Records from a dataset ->

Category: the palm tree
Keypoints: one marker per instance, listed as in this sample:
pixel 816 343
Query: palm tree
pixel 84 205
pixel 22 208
* * *
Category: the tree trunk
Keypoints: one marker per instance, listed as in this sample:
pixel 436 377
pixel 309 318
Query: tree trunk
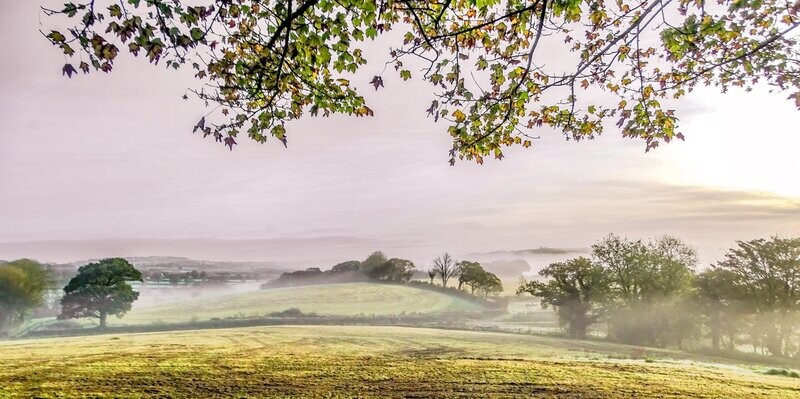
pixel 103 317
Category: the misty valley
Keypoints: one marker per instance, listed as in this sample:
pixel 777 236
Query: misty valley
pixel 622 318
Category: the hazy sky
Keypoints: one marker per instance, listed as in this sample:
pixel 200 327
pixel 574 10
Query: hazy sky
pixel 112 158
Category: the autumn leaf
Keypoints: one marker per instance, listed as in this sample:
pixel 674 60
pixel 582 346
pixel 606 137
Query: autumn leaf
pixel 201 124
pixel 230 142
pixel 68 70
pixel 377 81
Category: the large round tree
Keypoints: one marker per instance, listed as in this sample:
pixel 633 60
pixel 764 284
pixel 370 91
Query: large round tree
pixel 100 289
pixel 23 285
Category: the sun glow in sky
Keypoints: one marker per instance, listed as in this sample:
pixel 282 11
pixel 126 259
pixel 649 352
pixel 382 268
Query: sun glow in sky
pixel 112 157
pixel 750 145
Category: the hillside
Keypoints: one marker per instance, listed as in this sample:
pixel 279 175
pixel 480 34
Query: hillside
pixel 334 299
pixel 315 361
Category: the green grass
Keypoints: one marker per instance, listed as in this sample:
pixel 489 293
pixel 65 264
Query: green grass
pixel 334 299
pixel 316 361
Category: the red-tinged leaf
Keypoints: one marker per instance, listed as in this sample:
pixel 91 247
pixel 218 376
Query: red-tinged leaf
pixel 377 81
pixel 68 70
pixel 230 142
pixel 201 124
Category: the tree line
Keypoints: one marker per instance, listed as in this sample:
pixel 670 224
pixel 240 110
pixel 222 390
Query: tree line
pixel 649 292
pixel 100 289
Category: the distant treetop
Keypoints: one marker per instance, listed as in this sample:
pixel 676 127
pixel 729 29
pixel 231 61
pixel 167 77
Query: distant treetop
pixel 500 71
--
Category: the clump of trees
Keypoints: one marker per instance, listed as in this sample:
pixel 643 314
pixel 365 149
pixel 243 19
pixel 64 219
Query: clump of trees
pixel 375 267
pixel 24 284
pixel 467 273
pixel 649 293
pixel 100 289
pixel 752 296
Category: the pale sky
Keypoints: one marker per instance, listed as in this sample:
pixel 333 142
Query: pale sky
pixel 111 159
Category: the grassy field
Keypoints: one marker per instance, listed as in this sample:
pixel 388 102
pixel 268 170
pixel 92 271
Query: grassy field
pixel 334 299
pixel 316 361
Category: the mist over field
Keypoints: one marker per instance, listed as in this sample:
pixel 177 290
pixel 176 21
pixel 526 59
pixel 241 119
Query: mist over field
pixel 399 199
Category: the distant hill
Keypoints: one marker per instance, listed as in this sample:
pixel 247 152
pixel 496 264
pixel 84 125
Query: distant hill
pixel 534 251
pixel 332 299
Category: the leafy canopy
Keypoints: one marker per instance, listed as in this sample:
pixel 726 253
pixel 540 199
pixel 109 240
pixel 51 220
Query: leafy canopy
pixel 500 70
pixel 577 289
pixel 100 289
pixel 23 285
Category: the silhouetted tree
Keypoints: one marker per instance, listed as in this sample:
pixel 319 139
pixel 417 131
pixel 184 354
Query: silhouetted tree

What you need to do ->
Take the records above and return, word for word, only the lines that fall from the line with "pixel 65 264" to the line with "Category: the tree line", both of them included.

Answer section ->
pixel 65 264
Query: green grass
pixel 334 299
pixel 316 361
Category: the red-tinged leaf
Keypoints: one marker per instance, listed as in this sample:
pixel 91 247
pixel 218 376
Query: red-tinged leaf
pixel 377 81
pixel 68 70
pixel 230 142
pixel 201 124
Category: the tree line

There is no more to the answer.